■ Activity
Copy out again, unchanged, the listing below from the line that has "positive clicks: (1192, 172) (1141, 220)" through the line that has "positive clicks: (1165, 190)".
Source records START
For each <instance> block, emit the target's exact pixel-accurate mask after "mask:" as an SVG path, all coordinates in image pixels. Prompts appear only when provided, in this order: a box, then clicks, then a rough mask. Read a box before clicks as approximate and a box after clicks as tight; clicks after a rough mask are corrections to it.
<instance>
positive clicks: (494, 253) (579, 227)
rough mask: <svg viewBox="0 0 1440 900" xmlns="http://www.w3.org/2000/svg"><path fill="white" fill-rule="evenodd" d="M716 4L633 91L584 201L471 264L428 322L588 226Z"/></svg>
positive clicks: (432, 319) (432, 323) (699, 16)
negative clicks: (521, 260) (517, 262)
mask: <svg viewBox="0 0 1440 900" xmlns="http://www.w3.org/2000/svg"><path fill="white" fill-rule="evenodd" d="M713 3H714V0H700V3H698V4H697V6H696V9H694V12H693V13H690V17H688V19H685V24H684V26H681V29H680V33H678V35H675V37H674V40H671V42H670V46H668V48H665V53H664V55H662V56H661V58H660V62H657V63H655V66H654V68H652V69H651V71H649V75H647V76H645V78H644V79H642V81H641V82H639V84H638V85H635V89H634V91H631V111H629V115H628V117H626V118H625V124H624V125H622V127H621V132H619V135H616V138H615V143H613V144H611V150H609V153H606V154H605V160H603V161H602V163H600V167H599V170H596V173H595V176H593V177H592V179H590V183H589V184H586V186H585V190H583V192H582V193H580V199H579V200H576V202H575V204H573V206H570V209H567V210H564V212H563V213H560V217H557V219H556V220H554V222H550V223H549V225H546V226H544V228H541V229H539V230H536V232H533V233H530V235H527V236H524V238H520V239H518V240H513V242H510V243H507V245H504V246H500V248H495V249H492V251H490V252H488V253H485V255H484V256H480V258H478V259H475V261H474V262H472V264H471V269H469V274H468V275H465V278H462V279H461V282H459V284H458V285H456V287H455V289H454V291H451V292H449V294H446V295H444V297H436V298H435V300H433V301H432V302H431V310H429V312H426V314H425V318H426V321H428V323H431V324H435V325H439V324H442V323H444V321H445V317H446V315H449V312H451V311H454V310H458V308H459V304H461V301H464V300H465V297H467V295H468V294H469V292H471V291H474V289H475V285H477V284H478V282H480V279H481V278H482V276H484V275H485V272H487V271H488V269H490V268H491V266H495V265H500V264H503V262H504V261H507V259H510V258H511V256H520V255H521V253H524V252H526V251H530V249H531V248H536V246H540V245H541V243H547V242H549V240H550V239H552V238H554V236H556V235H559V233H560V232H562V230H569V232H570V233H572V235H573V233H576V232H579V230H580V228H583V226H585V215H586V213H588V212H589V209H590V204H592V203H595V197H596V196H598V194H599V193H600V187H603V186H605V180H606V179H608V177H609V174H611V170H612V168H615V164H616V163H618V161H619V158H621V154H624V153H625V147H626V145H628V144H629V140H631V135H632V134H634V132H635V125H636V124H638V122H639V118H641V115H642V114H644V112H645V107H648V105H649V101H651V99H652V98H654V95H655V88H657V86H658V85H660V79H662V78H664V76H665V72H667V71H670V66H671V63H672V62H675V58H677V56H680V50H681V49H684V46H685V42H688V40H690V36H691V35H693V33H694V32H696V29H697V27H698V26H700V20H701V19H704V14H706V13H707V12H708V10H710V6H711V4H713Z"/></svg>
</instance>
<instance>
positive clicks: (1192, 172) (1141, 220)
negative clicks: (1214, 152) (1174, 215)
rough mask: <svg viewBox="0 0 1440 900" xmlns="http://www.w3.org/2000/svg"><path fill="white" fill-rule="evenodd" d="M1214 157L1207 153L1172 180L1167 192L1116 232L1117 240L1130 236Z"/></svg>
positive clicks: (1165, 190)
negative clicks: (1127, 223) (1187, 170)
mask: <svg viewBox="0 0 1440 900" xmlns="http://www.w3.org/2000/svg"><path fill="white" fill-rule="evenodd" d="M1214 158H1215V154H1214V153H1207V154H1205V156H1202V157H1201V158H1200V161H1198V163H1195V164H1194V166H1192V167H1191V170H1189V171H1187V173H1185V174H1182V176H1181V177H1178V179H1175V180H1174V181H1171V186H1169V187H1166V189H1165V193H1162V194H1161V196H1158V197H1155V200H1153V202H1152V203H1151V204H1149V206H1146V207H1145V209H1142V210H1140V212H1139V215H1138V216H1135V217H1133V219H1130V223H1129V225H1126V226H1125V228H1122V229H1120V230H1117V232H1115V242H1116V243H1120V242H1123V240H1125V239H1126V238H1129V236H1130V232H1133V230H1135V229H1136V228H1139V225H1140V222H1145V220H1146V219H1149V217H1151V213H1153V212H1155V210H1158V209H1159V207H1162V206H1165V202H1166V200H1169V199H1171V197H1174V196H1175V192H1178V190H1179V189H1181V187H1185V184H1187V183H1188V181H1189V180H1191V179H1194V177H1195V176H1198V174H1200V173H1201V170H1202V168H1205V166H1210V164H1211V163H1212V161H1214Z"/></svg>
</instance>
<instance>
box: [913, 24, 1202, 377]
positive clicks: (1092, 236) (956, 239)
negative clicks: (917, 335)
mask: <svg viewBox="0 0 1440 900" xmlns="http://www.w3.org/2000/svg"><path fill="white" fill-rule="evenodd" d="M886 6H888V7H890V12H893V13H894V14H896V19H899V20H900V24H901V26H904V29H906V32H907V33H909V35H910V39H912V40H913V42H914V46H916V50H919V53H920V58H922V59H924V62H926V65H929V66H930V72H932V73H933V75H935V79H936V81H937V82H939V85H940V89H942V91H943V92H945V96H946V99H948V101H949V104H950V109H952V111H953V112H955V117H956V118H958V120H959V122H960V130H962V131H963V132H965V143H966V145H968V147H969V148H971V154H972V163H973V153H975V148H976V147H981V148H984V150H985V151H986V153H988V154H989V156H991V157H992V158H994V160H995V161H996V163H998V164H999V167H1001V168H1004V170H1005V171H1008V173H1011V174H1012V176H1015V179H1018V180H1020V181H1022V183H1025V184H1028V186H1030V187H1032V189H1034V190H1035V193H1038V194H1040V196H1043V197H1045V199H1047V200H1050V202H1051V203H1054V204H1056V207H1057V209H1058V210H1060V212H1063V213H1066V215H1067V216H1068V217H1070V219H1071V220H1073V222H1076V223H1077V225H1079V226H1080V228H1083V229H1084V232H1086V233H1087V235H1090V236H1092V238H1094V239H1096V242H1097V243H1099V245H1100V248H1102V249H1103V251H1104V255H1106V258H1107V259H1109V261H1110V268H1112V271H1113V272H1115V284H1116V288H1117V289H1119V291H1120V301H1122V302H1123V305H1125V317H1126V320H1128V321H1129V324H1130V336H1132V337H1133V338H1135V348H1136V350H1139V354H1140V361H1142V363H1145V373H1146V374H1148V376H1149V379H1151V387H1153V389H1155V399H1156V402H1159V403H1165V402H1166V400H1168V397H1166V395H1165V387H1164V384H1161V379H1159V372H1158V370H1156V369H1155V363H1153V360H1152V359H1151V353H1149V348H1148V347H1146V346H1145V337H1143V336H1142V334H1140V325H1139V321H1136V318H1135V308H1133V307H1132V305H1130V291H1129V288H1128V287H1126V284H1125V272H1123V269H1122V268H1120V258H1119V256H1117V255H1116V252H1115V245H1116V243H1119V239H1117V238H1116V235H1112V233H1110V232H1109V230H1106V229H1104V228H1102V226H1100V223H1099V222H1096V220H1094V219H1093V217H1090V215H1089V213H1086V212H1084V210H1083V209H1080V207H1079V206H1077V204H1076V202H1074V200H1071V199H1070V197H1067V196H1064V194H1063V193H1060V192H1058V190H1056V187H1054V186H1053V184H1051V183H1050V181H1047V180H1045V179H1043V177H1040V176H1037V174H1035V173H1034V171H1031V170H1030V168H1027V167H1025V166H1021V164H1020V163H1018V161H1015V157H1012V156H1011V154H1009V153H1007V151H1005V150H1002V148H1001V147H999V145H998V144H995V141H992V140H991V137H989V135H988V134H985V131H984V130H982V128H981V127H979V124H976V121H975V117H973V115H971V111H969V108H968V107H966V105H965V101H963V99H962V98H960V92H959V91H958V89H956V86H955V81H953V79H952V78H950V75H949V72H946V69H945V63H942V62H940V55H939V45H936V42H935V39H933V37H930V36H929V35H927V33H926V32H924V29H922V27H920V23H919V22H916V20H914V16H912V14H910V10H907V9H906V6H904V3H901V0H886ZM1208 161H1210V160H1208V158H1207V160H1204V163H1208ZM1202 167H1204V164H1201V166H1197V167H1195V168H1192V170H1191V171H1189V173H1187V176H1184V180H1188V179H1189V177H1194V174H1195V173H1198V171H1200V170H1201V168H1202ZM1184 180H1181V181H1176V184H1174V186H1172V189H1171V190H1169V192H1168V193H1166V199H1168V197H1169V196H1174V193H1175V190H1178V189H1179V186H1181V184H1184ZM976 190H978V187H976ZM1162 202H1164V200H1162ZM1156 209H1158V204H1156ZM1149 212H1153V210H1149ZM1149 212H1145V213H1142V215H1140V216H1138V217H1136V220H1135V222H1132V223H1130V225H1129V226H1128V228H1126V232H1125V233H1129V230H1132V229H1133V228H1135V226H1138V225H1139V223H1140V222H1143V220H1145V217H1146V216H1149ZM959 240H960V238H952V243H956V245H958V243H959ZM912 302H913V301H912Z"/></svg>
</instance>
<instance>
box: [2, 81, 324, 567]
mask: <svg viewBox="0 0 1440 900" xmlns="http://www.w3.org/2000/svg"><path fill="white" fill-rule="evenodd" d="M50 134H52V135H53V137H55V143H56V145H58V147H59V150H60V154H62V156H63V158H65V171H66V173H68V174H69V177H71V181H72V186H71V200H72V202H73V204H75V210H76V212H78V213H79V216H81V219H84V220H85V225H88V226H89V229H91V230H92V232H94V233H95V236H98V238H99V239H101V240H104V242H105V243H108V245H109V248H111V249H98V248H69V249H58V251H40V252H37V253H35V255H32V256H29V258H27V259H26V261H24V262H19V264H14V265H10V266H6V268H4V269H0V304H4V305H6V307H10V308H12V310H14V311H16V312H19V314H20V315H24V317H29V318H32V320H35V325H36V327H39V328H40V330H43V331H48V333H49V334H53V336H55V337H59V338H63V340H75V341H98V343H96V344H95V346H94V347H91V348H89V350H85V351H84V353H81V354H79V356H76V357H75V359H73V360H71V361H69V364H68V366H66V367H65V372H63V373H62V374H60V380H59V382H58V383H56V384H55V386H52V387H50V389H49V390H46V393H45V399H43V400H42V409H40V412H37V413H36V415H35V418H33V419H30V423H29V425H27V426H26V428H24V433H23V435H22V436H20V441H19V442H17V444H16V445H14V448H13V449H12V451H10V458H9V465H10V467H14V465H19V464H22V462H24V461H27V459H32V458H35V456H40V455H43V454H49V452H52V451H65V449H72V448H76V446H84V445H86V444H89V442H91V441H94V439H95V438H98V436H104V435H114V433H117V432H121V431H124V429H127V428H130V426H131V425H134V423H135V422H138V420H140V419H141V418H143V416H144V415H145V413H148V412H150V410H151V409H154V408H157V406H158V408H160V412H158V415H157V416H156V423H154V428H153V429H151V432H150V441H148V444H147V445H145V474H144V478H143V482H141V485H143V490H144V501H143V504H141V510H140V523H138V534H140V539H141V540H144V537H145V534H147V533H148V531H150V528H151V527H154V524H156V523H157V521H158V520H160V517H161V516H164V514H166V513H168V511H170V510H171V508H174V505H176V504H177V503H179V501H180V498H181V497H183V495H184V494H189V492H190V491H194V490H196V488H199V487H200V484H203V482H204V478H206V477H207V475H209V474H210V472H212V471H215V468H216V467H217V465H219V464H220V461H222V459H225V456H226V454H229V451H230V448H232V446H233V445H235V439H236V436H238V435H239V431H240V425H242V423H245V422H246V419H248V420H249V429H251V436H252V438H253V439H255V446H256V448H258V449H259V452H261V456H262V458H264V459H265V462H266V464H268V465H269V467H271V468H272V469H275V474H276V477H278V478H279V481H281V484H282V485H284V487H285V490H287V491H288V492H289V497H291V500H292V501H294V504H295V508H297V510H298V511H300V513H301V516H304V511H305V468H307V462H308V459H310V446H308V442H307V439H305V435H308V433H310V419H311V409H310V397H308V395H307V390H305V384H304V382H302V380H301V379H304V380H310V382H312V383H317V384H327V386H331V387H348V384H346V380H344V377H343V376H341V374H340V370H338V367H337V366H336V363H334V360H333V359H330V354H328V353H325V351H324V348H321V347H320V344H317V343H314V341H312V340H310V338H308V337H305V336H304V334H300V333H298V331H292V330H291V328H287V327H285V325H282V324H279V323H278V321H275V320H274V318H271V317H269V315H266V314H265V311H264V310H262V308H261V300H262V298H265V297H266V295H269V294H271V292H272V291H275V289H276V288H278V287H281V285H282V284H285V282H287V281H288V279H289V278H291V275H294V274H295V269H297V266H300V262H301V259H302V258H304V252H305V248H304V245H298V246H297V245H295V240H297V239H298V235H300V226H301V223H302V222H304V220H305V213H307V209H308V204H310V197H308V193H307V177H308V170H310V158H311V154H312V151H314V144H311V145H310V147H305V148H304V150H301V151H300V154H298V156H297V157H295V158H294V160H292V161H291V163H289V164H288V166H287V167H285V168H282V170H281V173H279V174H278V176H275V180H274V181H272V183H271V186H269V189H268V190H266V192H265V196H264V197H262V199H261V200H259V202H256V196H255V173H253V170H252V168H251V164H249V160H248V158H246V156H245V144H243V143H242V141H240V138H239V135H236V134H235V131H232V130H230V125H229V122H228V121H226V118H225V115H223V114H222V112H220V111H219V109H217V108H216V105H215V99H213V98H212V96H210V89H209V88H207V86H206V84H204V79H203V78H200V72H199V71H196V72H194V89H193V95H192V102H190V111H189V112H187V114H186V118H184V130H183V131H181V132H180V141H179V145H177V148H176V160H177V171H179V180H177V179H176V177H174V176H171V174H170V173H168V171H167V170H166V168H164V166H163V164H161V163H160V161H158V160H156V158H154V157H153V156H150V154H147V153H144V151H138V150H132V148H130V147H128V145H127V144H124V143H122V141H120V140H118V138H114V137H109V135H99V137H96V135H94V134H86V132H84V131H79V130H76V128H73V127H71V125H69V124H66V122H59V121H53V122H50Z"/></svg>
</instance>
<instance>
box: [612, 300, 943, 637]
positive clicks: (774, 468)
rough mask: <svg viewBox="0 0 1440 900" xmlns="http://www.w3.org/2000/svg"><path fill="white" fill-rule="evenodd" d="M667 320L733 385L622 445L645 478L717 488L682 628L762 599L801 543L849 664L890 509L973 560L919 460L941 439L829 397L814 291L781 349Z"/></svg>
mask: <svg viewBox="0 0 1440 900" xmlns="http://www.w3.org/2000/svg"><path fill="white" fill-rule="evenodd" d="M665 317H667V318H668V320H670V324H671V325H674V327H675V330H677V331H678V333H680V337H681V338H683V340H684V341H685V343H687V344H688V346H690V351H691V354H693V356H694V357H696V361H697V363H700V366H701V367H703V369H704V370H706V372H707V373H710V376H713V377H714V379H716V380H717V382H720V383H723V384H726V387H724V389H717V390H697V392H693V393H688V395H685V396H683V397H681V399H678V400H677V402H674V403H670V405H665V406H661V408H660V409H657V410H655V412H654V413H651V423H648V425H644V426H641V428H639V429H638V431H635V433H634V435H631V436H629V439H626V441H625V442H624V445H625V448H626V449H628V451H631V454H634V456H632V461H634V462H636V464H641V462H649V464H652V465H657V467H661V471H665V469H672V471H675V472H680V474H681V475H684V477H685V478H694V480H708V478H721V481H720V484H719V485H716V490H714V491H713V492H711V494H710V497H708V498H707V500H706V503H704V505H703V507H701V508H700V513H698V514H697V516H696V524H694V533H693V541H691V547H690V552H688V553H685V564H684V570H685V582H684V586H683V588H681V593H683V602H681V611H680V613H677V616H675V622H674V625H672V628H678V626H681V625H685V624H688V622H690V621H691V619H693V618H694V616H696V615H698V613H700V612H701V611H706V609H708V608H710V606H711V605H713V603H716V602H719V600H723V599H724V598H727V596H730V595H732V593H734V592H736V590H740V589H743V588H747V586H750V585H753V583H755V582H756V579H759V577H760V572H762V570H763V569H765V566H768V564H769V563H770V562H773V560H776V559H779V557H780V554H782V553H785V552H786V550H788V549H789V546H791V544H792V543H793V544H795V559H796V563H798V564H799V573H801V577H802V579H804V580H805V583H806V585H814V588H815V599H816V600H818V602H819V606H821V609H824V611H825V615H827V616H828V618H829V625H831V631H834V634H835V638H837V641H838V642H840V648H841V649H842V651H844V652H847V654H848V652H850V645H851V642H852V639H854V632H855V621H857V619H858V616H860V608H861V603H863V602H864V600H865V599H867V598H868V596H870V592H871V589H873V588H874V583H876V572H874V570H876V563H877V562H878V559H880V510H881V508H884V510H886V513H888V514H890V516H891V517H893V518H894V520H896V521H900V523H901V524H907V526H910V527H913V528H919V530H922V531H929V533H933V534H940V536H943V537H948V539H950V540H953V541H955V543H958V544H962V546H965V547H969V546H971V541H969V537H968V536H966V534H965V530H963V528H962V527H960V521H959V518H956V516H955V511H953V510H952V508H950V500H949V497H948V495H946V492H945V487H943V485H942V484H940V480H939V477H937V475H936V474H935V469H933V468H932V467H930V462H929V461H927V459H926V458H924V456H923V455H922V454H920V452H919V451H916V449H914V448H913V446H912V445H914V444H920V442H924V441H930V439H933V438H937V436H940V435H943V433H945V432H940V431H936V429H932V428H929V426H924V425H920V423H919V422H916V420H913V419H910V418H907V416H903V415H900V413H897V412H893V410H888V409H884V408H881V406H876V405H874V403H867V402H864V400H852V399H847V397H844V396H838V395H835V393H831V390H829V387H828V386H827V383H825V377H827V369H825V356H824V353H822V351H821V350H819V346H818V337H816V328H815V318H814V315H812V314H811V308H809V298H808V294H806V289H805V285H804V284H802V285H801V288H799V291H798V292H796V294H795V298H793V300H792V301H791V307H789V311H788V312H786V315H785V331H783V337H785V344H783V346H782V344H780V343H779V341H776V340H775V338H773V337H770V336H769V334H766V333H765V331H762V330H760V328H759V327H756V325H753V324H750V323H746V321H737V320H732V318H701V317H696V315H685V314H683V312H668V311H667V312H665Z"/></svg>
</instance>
Source records END
■ Solution below
positive clicks: (1192, 172) (1141, 220)
negative clicks: (1214, 152) (1174, 215)
rough mask: <svg viewBox="0 0 1440 900" xmlns="http://www.w3.org/2000/svg"><path fill="white" fill-rule="evenodd" d="M1214 157L1207 153L1172 180L1167 192L1116 232L1117 240L1130 236Z"/></svg>
positive clicks: (1165, 190)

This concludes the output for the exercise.